TASK PROMPT:
Could you transcribe the items below word for word, from the start of the items through the line containing "[299, 346, 317, 415]", including that line, and leave the pictures out of your answer?

PROVIDED DATA:
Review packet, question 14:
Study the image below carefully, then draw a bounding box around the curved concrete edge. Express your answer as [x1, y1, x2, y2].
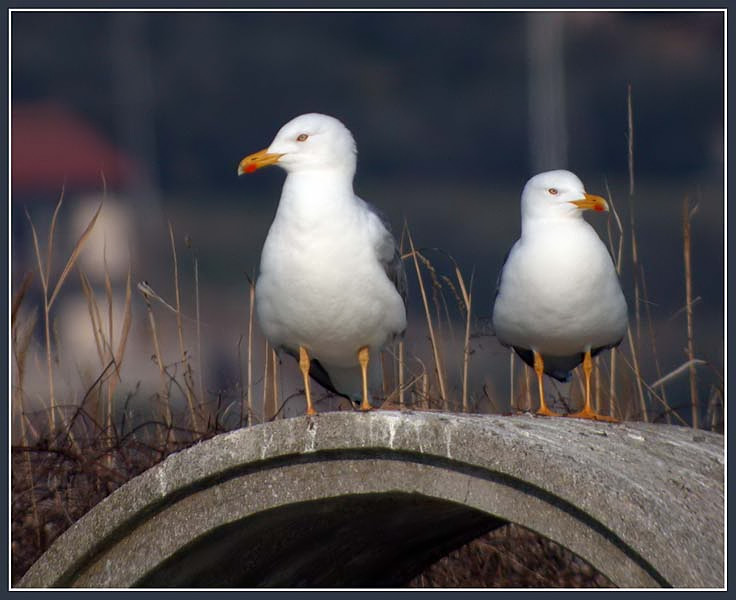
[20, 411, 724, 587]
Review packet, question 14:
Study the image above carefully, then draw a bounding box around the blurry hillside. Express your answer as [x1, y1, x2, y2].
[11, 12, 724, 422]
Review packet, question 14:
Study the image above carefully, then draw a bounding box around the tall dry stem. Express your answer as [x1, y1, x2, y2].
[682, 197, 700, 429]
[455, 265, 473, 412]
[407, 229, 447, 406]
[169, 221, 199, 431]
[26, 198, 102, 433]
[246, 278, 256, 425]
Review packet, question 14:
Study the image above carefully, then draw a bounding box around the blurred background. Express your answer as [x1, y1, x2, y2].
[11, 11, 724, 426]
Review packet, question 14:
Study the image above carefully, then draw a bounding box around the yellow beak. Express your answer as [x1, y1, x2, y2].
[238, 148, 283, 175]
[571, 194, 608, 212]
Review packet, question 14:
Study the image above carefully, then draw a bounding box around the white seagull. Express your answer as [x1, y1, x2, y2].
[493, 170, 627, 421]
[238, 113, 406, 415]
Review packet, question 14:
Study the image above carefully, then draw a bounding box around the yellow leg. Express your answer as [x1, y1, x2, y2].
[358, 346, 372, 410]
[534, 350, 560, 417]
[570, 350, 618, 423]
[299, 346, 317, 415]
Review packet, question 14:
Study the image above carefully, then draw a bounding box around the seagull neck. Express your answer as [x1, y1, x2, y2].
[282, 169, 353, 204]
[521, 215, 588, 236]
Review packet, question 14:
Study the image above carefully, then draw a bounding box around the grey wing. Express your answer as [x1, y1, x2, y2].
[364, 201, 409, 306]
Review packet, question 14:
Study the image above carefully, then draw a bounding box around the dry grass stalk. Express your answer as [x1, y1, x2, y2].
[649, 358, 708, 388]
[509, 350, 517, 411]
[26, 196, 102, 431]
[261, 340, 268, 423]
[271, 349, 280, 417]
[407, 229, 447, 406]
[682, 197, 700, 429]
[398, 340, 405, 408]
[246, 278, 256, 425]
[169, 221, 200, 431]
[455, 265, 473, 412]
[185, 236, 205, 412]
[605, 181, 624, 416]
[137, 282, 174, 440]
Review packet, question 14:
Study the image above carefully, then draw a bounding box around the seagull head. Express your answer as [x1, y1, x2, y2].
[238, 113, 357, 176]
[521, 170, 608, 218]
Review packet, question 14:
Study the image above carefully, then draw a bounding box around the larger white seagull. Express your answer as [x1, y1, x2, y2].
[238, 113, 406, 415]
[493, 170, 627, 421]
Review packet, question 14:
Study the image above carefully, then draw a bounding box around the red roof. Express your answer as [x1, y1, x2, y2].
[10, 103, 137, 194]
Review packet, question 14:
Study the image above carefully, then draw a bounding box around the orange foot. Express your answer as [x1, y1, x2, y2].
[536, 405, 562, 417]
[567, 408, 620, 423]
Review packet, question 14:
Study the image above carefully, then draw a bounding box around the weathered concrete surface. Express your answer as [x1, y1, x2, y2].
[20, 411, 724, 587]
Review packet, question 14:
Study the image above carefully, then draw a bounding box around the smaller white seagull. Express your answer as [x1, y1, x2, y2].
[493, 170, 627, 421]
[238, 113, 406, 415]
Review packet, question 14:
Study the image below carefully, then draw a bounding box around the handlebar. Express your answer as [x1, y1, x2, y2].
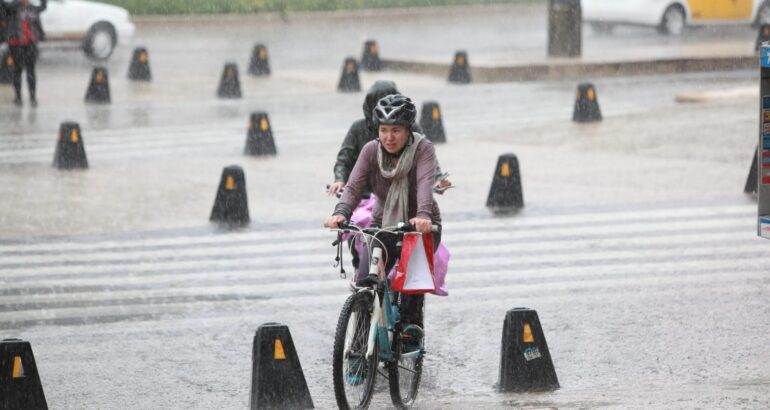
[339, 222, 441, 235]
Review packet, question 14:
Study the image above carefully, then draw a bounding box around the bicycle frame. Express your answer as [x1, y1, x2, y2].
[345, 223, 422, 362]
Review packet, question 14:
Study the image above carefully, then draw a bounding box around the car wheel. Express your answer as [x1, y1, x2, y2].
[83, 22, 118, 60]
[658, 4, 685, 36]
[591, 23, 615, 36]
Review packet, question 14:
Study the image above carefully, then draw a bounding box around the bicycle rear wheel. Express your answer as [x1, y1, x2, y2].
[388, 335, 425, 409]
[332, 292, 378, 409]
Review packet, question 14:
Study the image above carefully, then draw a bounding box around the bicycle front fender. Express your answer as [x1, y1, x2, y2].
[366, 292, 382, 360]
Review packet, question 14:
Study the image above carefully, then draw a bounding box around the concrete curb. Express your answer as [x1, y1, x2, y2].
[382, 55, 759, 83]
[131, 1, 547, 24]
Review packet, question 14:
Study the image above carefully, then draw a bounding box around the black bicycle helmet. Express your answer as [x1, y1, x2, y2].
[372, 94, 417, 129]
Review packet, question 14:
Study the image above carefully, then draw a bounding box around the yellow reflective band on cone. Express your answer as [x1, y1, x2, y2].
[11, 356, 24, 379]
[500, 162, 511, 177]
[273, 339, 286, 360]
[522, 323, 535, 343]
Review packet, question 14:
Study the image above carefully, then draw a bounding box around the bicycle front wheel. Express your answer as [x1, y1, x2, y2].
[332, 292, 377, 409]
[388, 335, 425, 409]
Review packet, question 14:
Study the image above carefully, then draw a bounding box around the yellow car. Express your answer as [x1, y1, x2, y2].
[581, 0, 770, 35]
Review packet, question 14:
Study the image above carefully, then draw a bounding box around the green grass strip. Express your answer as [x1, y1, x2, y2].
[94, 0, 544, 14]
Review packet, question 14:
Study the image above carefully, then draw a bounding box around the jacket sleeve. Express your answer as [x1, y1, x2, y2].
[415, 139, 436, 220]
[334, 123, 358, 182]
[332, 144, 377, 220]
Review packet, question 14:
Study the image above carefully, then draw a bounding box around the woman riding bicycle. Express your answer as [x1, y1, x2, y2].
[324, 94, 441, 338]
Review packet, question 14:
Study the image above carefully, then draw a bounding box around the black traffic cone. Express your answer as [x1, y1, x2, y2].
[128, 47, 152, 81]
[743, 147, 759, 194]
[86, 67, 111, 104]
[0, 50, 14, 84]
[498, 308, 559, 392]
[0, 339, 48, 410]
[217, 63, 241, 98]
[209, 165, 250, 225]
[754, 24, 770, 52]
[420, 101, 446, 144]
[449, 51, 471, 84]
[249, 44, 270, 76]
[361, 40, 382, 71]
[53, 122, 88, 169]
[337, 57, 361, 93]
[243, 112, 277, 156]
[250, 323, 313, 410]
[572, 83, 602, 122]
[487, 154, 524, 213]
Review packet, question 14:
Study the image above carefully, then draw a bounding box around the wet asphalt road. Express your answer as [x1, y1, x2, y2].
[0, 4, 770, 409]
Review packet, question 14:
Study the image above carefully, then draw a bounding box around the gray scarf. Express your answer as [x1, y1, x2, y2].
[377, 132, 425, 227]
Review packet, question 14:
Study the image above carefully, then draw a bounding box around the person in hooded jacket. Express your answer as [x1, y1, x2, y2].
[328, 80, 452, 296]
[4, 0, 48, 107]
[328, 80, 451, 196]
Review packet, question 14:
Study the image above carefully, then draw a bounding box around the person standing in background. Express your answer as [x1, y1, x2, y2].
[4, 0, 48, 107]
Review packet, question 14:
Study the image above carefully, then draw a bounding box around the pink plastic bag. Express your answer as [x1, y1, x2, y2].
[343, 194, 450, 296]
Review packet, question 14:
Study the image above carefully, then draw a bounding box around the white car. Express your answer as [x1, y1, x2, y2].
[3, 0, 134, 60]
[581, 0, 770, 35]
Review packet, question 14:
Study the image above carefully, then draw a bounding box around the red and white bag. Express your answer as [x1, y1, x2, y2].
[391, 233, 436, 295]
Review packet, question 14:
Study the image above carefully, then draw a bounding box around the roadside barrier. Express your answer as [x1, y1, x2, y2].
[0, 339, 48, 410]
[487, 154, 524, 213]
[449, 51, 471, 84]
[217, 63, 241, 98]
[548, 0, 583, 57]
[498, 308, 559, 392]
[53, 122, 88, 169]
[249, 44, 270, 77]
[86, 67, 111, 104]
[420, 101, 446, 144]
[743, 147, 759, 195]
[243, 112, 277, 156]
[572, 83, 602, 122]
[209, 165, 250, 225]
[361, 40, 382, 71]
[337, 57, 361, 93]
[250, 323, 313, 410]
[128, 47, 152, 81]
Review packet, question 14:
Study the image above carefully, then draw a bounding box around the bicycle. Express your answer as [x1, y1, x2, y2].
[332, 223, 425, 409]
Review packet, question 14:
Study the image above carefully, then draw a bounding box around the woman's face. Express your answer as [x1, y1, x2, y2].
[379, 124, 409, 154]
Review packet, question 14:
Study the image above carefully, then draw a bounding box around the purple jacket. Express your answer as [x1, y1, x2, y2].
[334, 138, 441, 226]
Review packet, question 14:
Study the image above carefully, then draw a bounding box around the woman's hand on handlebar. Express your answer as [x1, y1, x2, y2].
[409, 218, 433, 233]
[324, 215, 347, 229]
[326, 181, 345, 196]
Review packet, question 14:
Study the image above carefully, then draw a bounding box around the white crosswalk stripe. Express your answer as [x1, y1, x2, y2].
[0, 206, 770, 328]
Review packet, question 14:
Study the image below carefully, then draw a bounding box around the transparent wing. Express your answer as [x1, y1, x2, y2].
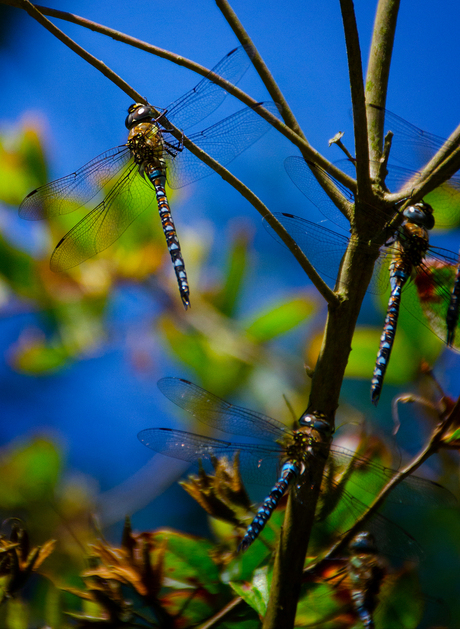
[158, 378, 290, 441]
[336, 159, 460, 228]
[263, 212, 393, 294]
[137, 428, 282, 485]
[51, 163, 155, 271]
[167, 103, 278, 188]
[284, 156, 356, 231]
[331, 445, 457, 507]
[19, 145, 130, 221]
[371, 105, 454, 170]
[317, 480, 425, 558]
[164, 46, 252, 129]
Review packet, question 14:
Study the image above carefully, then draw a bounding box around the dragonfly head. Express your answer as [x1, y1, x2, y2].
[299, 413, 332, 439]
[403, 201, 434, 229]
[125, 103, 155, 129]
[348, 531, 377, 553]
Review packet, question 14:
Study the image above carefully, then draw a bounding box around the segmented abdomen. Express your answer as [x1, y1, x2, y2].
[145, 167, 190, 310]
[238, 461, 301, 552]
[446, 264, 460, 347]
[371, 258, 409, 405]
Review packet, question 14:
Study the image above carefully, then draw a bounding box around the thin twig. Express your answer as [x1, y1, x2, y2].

SOLUTION TO THIS PROBLEM:
Review packet, question 14:
Study the image below carefully, then draw a bounding box around the curved concrete edge. Express your answer as [x1, y1, x2, y2].
[20, 411, 724, 587]
Review packet, question 14:
Study the image above carefully, then draw a bounding box around the blurry hillside. Express your answer as [x1, y1, x2, y2].
[11, 12, 724, 422]
Review packet, question 14:
Study the image above carefully, then draw a bounding box around the tall dry stem. Express your answer as [x1, y1, x2, y2].
[682, 197, 700, 429]
[455, 265, 473, 412]
[407, 229, 447, 406]
[169, 221, 199, 431]
[26, 198, 102, 433]
[246, 278, 256, 425]
Review packet, question 14:
Study the image above carefully, then draw a bounding box around the blurred background. Express your answer as [x1, y1, x2, y2].
[11, 11, 724, 426]
Review packet, question 14:
Study the image above carefully, then draw a bounding box around the yellow beak. Express your answer as [x1, y1, x2, y2].
[238, 148, 283, 175]
[571, 194, 608, 212]
Review packet, question 14:
Study the image above carefully, then draw a bounding box around the white seagull. Express your answer as [x1, y1, x2, y2].
[493, 170, 627, 421]
[238, 113, 406, 415]
Review packet, question 14:
Study the image above carefully, then draw a bounding box around the yellow leg. Express your answer as [x1, y1, x2, y2].
[358, 346, 372, 410]
[534, 350, 560, 417]
[570, 350, 618, 423]
[299, 346, 317, 415]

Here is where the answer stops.